── Raw records
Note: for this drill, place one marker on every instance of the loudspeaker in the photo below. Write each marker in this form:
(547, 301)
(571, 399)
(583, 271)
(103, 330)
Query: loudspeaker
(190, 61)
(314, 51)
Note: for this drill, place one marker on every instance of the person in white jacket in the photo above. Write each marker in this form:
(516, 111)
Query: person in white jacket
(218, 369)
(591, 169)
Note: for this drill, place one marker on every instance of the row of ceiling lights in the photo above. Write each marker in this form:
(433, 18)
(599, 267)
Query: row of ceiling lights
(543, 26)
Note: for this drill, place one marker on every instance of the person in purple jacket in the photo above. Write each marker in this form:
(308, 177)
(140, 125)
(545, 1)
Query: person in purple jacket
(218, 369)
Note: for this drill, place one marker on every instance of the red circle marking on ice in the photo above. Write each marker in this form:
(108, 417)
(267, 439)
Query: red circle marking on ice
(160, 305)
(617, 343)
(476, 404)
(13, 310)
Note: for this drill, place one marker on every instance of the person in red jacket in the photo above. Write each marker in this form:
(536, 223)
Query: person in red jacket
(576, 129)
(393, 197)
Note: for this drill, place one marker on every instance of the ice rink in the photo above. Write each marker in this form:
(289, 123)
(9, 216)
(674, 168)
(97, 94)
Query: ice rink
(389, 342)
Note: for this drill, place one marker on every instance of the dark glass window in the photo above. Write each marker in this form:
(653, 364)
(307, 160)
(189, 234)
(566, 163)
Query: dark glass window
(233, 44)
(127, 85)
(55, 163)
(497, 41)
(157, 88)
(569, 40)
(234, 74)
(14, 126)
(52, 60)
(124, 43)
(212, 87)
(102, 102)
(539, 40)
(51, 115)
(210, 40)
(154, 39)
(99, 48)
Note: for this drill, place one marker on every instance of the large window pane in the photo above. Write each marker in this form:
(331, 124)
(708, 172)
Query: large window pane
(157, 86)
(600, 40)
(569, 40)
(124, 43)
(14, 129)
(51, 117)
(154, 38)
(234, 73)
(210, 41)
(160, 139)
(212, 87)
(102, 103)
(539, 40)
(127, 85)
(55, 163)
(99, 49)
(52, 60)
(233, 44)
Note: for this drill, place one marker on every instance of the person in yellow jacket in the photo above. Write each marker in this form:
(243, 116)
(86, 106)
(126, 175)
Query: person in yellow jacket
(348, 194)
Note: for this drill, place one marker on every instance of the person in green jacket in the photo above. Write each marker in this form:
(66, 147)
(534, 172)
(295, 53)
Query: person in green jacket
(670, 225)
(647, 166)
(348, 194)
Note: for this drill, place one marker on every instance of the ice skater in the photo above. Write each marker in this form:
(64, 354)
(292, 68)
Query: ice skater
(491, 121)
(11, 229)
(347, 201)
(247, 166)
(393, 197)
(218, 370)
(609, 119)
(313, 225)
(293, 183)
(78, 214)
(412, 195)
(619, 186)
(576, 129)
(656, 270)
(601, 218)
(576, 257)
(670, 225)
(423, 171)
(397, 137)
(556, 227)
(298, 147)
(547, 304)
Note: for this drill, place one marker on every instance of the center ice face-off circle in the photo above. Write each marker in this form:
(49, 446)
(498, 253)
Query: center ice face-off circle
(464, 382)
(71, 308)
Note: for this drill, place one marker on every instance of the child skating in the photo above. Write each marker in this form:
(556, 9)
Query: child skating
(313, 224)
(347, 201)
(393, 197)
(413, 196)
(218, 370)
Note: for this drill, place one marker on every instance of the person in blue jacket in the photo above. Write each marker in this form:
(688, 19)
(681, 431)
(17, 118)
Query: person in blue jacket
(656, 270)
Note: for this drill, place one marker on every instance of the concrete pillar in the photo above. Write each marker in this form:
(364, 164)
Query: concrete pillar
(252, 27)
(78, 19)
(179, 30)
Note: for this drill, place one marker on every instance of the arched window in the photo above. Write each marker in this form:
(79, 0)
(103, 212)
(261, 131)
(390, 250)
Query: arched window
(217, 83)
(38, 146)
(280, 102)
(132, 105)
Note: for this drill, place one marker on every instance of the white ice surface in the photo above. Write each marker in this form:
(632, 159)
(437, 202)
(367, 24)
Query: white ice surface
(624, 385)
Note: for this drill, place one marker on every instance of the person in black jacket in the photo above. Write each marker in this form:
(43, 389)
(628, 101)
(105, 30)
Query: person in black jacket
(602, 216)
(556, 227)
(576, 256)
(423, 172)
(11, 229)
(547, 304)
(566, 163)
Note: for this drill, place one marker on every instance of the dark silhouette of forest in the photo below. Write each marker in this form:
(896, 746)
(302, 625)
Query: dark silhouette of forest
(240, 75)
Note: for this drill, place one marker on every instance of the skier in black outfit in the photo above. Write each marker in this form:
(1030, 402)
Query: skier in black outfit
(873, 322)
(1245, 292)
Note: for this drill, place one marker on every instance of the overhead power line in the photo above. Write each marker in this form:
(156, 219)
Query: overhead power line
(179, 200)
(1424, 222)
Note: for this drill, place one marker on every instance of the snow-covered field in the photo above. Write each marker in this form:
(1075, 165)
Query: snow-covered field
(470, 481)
────
Written instruction:
Pull out, word for word, the lines of the records above, starting at the line that contains "of the snow-covered" and ending with the last line of the records.

Correct response:
Note: for this drill, place one marker on every instance of the snow-covered field in the photo above. Write each marker in this form:
(1075, 165)
Query: snow-covered field
(470, 481)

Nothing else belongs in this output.